====== TEXTO FORNECIDO ======

Corte Interamericana de Direitos Humanos: primeira jurisprudência sobre os vínculos entre as Declarações sobre os Direitos dos Camponeses e dos Povos Indígenas
Caso comunidades indígenas membros da associação Lhaka Honhat (Nossa Terra) vs. Argentina
Em fevereiro de 2020, a Corte Interamericana de Direitos Humanos (CIDH) emitiu uma sentença na qual reconheceu os direitos tanto dos povos indígenas quanto dos camponeses. A Corte ordenou a restituição do direito dos povos indígenas às suas terras e a devolução de seu território, mas, ao mesmo tempo, baseou-se na Declaração sobre os Direitos dos Camponeses para proteger os direitos dos camponeses não indígenas que terão que ser deslocados. Dessa forma, a Corte alcançou um equilíbrio entre os direitos dessas duas comunidades, fornecendo o primeiro exemplo de uma conexão bem-sucedida entre as duas declarações de direitos da ONU.
Pela primeira vez em um caso contencioso, a Corte analisou os direitos a um meio ambiente saudável, à alimentação adequada, à água e à identidade cultural de forma autônoma, com base no artigo 26 da Convenção Americana de Direitos Humanos. A Corte ordenou medidas de reparação específicas para a restituição desses direitos, incluindo ações para garantir o acesso à água e à alimentação, a recuperação de recursos florestais e a revitalização da cultura indígena. O caso está relacionado à reivindicação de reconhecimento da propriedade de suas terras por parte das Comunidades Indígenas pertencentes aos povos Wichí (Mataco), Iyjwaja (Chorote), Komlek (Toba), Niwackle (Chulupí) e Tapy’y (Tapiete) na Província de Salta, Argentina (na fronteira com o Paraguai e a Bolívia). Essas terras também foram ocupadas por outros moradores, e uma ponte internacional foi construída sem consulta prévia por parte do Estado. A presença indígena na área foi documentada de forma constante desde pelo menos 1629.
Em sua sentença, a Corte determinou que o Estado violou o direito de propriedade comunitária ao não fornecer segurança jurídica e permitir a presença de moradores «criollos» (não indígenas) no território. Isso ocorreu apesar da reivindicação indígena pela propriedade durar mais de 28 anos. A Corte também concluiu que a Argentina não possui legislação adequada para garantir suficientemente o direito de propriedade comunitária.
Em referência à Declaração sobre os Direitos dos Camponeses, Camponesas e Outras Pessoas que Trabalham em Áreas Rurais (UNDROP), esta sentença é interessante porque o conflito inclui famílias camponesas que, ao longo de décadas, foram se estabelecendo nos territórios indígenas com o incentivo de funcionários públicos, buscando interferir no território das comunidades indígenas por meio da reivindicação de terras.

====== REGISTROS FORNECIDOS ======

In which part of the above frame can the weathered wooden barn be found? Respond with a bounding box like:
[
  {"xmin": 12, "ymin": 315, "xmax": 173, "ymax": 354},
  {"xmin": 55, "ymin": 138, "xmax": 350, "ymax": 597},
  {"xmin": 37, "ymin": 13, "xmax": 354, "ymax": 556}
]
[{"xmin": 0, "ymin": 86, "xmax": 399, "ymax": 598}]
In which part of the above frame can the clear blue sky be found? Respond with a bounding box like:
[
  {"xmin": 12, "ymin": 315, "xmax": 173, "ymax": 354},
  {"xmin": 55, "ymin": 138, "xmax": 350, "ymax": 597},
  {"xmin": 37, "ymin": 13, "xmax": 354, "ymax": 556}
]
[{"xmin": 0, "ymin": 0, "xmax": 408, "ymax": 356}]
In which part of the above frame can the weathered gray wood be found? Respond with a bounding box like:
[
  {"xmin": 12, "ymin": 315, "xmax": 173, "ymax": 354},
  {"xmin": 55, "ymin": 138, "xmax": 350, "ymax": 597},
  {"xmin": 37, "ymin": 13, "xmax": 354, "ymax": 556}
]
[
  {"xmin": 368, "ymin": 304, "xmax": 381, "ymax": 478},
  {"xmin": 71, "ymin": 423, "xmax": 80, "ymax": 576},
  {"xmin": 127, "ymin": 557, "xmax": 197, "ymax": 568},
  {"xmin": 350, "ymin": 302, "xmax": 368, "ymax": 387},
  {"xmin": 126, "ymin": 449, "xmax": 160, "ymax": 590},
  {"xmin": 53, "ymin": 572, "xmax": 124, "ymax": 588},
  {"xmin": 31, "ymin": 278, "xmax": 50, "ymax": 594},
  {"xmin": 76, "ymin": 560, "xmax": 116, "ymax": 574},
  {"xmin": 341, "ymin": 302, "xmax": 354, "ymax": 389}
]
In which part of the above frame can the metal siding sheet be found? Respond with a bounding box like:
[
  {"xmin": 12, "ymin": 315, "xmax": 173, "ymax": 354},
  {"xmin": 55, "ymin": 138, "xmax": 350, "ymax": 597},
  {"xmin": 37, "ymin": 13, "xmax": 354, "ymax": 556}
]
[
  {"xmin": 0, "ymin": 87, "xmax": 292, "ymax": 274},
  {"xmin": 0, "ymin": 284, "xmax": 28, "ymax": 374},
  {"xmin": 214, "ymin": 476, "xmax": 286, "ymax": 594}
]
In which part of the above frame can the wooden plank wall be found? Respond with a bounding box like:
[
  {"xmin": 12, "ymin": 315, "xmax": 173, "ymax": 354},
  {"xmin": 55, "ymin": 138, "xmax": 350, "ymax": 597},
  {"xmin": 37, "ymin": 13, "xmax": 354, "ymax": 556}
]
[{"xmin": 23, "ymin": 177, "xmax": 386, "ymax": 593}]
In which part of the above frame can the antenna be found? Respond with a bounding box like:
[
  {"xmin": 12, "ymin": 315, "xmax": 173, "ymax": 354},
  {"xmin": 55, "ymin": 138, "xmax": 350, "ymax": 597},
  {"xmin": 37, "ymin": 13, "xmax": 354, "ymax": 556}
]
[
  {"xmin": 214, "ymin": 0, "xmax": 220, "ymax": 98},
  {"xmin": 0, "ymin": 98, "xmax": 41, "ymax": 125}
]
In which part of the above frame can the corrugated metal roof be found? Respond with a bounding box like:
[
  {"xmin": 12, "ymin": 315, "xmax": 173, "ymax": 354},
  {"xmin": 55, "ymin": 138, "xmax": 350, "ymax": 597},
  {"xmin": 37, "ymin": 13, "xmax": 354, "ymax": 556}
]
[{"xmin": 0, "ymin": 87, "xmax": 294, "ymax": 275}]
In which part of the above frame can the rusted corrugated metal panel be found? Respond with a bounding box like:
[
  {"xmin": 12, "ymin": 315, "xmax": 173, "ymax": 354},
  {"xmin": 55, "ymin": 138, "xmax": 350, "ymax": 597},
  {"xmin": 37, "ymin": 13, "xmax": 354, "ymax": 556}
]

======

# TRABALHO PEDIDO
1. Diga se cada afirmação abaixo está de acordo com o texto sobre a sentença da Corte Interamericana, respondendo sim ou não e citando as palavras do texto que decidem. (a) A sentença foi emitida em fevereiro de 2020. (b) A ponte internacional foi construída após consulta prévia. (c) A presença indígena na área está documentada desde pelo menos 1629.
2. Localize nos registros todas as linhas que contêm a palavra "wooden" e copie-as.

# RESPOSTAS POR TAREFA
1.
(a) Sim: "Em fevereiro de 2020, a Corte Interamericana de Direitos Humanos (CIDH) emitiu uma sentença"
(b) Não: "uma ponte internacional foi construída sem consulta prévia por parte do Estado"
(c) Sim: "A presença indígena na área foi documentada de forma constante desde pelo menos 1629"

2.
In which part of the above frame can the weathered wooden barn be found? Respond with a bounding box like:
In which part of the above frame can the wooden plank wall be found? Respond with a bounding box like:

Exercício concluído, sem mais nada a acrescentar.